§ **Activity 1**:
In the blog post below about writing 50,000 words in November, how many pages does the writer say they have written so far?
§ **Activity 2**:
Translate this sentence from the blog post below into Spanish: "I have had this story in my head for a long time."

[Opening Provided passage section]

I signed up for the 50,000 words in the month of November suggested by another blogger. I wrote about four pages and now that I have a deadline I don't want to write and have been doing everything to avoid it.
I have had this story in my head for a long time. Right now I am writing this blog post to avoid writing my story. Who am I to think I could really write 50,000 words by the end of November. I did ask God for a project that would keep me occupied and inspired in a good way (never forget the details) and here it is and now I am running.
This past week I actually woke up and felt excited about my life and started making plans for my future. Can this really be happening have rounded some cosmic corner. I spent my two days off rearranging my house as a designer this is a sure sign that I am happier. I guess grief takes as long as it takes and I think five years is long enough.Hopefully.
I spoke to a friend today who said she was feeling lighter too. She said she wondered if it had anything to do with the Myan Calender ending (Really). She thought maybe people in general were collectively feeling lighter.
If you live under a rock the Myan mystery is that their calendar ended this year 12/21/12 for no apparent reason and it might be great and it might not. My friend said maybe they picked a date that they thought was really far away. You know like when the old sci-fi writers picked dates they thought sounded far away and here we are living in those very times.
I told her I thought maybe the calender writer died or just got bored with his job writing the calendar. How exciting could that be anyway? They didn't know we would come along and make up dooms day scenario out of it.
It seems we love to conjure up things to be afraid of. Something is always out there trying to get us and ruin our fun. Okay if we are worried something is going to get us all the time we aren't really having much fun.

[Closing Provided passage section]
[Opening Supplied information section]

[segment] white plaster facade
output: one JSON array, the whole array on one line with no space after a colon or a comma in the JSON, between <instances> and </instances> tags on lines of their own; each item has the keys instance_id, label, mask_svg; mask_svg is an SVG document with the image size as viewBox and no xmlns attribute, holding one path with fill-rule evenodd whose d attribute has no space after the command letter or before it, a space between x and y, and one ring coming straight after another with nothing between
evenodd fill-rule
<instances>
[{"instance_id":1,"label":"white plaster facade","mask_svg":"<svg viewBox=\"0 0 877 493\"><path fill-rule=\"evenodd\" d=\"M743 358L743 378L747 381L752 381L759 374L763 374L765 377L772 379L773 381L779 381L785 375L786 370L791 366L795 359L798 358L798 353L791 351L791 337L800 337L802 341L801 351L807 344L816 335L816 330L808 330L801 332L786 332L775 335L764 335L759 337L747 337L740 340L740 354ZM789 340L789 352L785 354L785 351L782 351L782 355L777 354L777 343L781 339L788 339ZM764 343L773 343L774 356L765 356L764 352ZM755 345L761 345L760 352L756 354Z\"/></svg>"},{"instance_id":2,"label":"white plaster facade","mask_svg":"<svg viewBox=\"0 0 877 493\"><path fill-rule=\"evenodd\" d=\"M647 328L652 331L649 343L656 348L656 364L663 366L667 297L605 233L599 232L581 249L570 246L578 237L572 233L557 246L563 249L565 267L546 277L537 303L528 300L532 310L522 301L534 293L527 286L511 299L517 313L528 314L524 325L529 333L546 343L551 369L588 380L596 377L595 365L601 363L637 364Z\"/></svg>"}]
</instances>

[Closing Supplied information section]

§ **Task output 1**:
About four pages.

§ **Task output 2**:
He tenido esta historia en la cabeza durante mucho tiempo.